(Image region labeling entries)
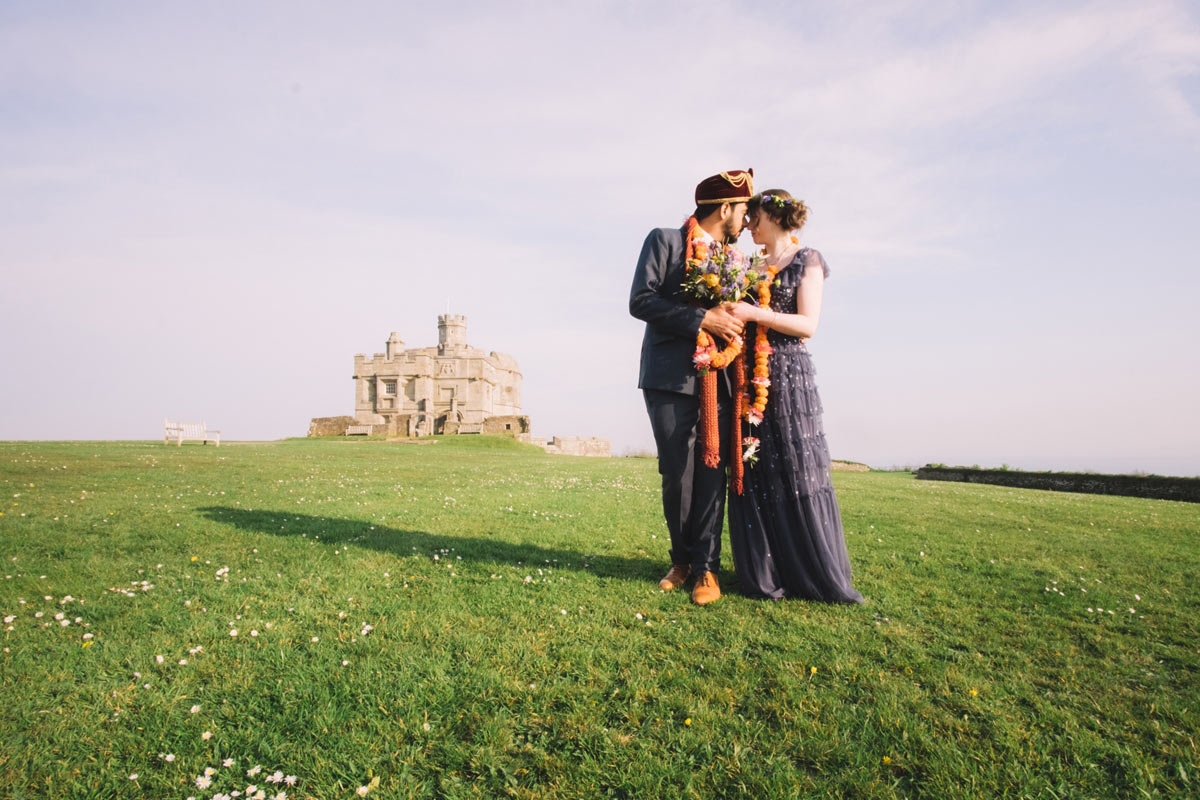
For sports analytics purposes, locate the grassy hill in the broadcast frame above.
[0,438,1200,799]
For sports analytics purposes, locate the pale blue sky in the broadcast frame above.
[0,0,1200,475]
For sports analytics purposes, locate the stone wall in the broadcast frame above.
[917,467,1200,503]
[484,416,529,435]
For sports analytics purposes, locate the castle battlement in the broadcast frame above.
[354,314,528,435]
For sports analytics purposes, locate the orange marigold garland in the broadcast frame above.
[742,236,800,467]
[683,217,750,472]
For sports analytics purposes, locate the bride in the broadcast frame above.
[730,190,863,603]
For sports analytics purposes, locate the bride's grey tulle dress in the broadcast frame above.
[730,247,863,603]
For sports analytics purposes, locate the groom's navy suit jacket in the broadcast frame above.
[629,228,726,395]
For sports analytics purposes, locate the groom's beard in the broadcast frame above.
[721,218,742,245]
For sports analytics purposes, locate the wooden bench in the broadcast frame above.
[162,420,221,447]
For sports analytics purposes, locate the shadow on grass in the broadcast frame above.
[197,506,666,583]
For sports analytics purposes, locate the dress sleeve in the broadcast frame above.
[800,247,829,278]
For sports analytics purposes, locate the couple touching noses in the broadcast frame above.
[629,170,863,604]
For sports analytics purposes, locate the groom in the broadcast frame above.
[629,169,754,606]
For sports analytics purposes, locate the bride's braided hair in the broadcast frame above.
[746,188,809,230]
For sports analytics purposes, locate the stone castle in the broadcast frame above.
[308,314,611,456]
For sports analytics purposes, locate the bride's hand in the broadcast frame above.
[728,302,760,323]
* * *
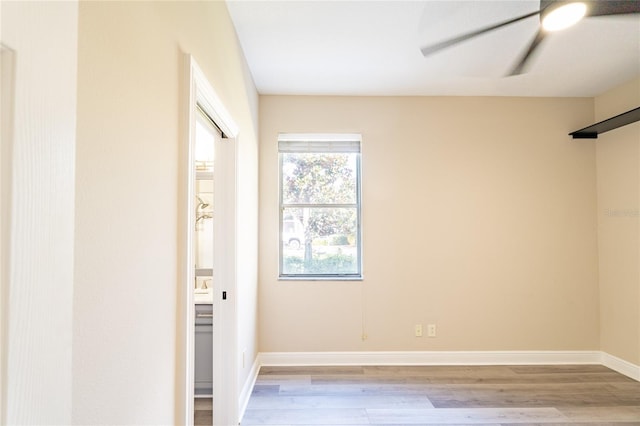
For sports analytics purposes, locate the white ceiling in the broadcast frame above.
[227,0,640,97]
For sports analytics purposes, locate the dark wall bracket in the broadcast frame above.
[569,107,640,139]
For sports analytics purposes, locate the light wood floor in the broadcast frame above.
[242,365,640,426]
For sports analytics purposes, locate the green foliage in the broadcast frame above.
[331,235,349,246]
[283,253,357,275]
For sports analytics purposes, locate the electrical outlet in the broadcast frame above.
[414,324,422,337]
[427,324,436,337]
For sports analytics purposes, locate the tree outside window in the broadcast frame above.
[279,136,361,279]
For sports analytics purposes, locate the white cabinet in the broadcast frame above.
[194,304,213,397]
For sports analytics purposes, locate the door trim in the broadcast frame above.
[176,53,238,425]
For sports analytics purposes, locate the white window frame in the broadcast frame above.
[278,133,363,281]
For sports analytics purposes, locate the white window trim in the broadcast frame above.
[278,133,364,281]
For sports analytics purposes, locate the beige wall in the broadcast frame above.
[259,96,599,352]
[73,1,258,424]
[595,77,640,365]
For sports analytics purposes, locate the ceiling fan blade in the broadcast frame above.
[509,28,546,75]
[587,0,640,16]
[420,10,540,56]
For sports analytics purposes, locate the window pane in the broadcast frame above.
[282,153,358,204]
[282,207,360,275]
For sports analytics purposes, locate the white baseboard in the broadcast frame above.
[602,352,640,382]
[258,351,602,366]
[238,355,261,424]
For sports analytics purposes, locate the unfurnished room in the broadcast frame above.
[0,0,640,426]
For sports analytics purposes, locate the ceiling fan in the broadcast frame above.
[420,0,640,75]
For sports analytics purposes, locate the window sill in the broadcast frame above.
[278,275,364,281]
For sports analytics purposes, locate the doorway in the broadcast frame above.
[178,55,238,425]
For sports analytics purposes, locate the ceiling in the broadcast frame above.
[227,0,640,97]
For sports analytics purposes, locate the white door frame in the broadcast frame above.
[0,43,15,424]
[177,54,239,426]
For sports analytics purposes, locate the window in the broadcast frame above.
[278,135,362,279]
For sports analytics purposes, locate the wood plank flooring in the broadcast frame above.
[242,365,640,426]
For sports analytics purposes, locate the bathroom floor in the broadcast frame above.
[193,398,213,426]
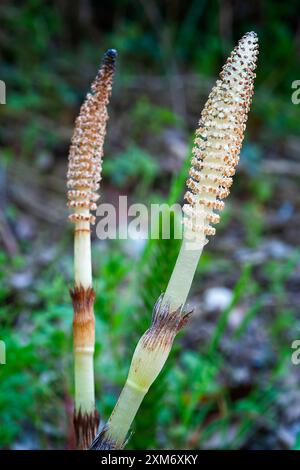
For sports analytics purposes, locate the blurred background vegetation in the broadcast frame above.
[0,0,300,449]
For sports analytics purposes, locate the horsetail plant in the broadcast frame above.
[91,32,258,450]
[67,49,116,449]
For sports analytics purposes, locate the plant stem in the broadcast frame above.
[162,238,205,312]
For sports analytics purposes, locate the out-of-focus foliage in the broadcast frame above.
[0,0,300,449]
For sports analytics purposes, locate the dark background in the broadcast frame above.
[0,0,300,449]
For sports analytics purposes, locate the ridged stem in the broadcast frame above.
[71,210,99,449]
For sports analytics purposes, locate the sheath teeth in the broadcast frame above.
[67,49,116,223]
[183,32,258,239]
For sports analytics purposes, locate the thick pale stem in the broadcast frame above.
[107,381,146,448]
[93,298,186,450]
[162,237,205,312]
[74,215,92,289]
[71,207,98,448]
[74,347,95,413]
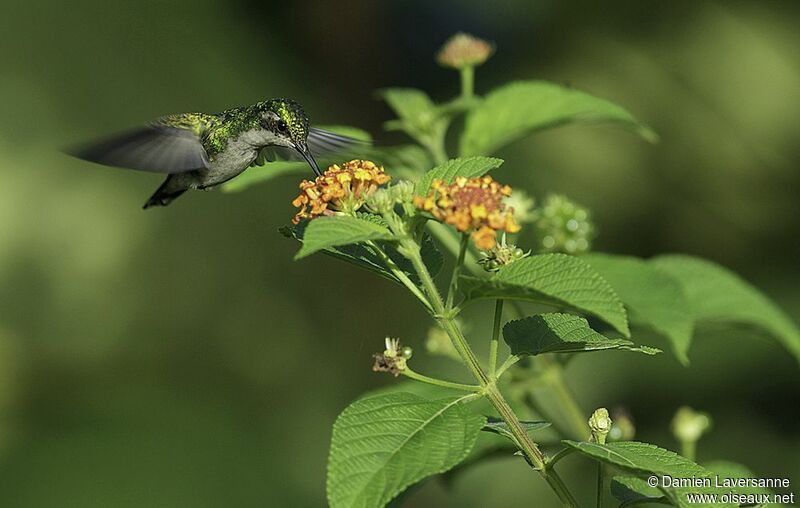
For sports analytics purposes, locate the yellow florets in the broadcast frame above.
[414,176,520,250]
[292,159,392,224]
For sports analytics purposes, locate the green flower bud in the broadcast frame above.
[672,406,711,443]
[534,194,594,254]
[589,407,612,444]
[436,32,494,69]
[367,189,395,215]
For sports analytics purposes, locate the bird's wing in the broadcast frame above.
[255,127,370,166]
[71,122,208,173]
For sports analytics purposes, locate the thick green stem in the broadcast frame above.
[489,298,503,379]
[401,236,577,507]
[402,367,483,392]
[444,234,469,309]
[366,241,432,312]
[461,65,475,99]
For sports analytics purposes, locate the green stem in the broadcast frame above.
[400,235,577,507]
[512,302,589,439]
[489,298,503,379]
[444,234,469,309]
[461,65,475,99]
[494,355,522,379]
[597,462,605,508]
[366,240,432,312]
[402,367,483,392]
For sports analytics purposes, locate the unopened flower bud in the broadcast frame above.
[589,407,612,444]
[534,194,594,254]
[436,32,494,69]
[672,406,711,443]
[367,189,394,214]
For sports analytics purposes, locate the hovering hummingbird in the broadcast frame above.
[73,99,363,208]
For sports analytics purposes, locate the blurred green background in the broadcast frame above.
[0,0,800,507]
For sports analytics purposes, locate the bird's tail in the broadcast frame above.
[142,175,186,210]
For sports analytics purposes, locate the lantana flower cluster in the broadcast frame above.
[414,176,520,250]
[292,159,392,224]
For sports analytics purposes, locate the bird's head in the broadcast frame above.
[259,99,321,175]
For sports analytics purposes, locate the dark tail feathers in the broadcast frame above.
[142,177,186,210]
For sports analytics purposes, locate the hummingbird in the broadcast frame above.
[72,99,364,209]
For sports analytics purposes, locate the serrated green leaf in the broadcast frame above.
==
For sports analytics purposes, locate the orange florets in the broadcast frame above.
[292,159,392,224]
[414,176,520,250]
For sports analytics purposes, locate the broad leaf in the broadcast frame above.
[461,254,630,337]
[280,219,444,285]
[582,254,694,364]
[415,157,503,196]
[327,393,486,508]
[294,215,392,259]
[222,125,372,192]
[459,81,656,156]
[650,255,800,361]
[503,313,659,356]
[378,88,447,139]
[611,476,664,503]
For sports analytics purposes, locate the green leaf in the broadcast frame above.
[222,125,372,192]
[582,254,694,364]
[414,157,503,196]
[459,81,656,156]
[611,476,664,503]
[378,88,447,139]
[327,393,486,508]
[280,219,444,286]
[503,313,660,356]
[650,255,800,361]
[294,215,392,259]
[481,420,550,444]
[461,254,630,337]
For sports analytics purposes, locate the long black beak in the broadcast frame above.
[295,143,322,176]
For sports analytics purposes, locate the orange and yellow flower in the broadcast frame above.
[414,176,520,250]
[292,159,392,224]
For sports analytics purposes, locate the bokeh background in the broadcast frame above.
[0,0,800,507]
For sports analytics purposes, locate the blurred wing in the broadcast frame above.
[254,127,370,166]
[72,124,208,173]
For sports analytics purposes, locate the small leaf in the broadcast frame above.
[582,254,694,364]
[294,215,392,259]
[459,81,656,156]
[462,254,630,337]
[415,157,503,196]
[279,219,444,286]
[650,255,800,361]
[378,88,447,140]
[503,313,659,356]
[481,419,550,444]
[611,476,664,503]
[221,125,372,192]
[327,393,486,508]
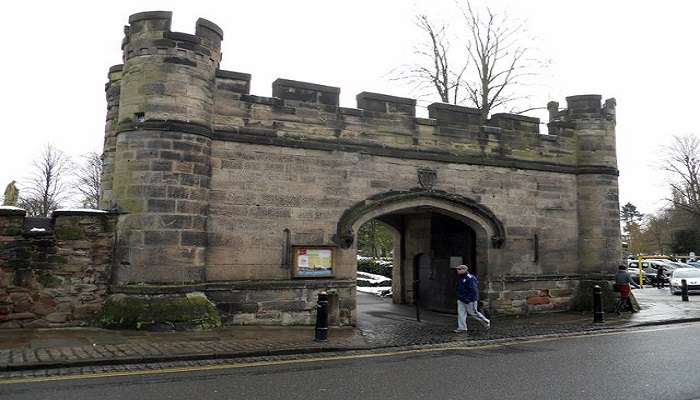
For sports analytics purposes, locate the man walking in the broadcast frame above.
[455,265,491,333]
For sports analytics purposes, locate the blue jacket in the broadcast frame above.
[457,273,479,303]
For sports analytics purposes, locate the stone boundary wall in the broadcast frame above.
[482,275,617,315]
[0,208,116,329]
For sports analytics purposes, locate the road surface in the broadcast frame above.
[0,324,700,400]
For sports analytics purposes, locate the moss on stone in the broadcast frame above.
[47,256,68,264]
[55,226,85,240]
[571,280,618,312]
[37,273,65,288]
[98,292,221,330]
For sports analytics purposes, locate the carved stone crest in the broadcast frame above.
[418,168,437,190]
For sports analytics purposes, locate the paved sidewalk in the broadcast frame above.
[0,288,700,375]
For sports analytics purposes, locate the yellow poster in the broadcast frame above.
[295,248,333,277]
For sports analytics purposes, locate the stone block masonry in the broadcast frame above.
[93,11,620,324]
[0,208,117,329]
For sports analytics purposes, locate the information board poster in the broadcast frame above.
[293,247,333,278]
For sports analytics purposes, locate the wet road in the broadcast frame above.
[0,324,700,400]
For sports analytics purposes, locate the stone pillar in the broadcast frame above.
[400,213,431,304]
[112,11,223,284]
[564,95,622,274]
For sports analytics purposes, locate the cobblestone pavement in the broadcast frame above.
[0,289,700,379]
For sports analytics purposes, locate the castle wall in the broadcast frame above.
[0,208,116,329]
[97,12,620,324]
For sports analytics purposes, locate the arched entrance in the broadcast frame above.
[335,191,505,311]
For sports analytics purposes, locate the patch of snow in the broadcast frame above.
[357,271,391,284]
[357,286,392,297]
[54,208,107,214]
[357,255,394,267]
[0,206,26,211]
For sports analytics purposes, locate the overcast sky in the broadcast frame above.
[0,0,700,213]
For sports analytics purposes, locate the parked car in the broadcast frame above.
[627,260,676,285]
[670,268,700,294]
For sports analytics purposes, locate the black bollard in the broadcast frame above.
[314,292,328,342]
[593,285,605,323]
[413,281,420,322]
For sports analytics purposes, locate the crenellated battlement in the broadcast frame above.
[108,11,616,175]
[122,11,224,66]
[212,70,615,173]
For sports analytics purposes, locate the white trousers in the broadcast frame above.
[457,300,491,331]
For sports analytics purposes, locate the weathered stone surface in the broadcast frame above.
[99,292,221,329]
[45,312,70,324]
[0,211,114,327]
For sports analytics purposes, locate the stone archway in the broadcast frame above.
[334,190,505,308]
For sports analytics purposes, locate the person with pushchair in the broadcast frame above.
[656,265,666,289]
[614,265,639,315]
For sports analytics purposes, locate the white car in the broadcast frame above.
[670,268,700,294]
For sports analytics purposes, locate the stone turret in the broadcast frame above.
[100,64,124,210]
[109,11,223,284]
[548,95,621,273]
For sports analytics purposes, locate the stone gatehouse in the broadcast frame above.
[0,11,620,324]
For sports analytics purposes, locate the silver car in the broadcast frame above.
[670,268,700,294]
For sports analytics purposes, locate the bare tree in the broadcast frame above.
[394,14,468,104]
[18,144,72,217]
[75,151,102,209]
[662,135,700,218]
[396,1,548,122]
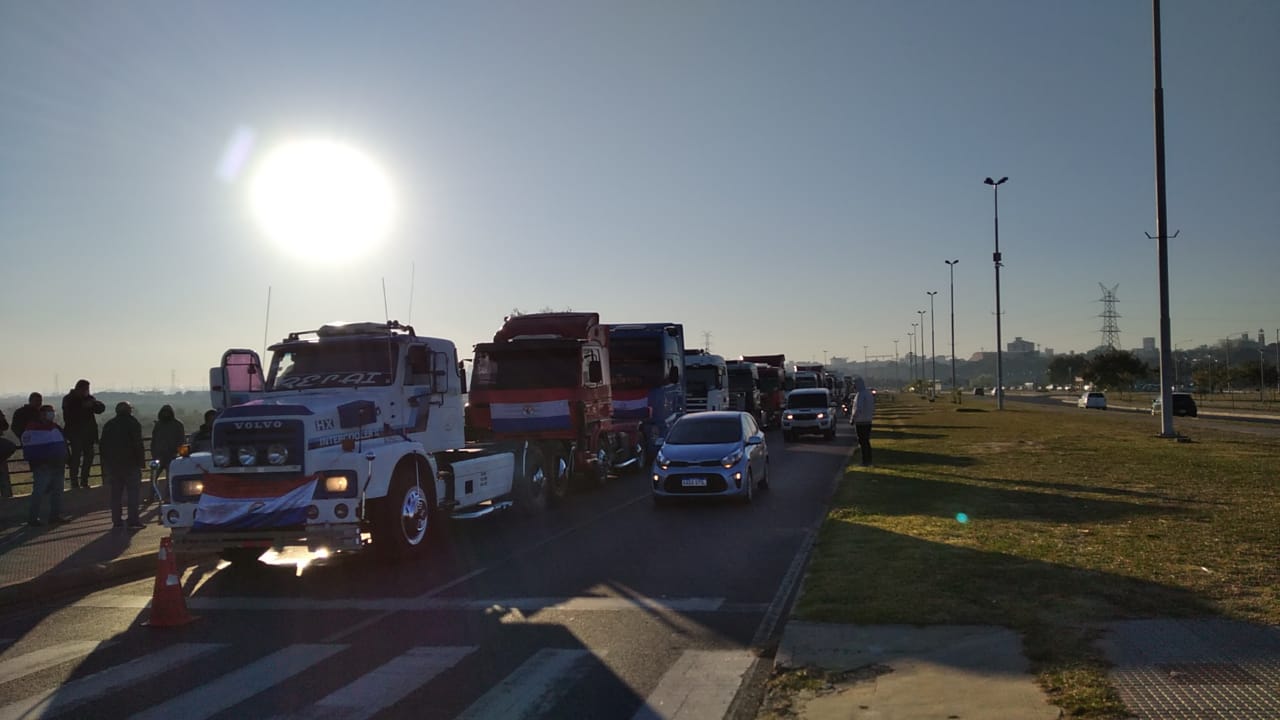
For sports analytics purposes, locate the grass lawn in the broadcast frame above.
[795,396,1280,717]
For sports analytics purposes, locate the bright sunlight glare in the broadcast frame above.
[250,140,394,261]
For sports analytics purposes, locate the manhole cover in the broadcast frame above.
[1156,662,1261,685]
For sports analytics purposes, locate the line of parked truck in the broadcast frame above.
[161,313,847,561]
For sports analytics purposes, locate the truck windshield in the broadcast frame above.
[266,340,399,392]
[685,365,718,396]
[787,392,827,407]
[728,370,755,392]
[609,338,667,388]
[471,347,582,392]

▶ **Task statement**
Rewrite the stretch from the line containing "For sports analytics purposes, locate the wet" through the line containing "[335,191,505,311]", changing "stone pillar" to "stone column" and keeping everything else the same.

▶ **Complete answer**
For sports analytics purposes, locate the wet road in the broadcast frame above.
[0,324,700,400]
For sports analytics purposes, locate the stone column in the broadcast frame above.
[400,213,431,304]
[112,11,223,284]
[564,95,622,274]
For sports analytics purposes, locate the cobblestone pavement in the broadcast frame above.
[0,289,700,379]
For sports analytics purposes, locate the castle wall in the broadcast frame above.
[0,208,116,329]
[97,12,620,324]
For sports analytics purposes, locate the arched entrance in the broadcast frame above.
[335,191,505,311]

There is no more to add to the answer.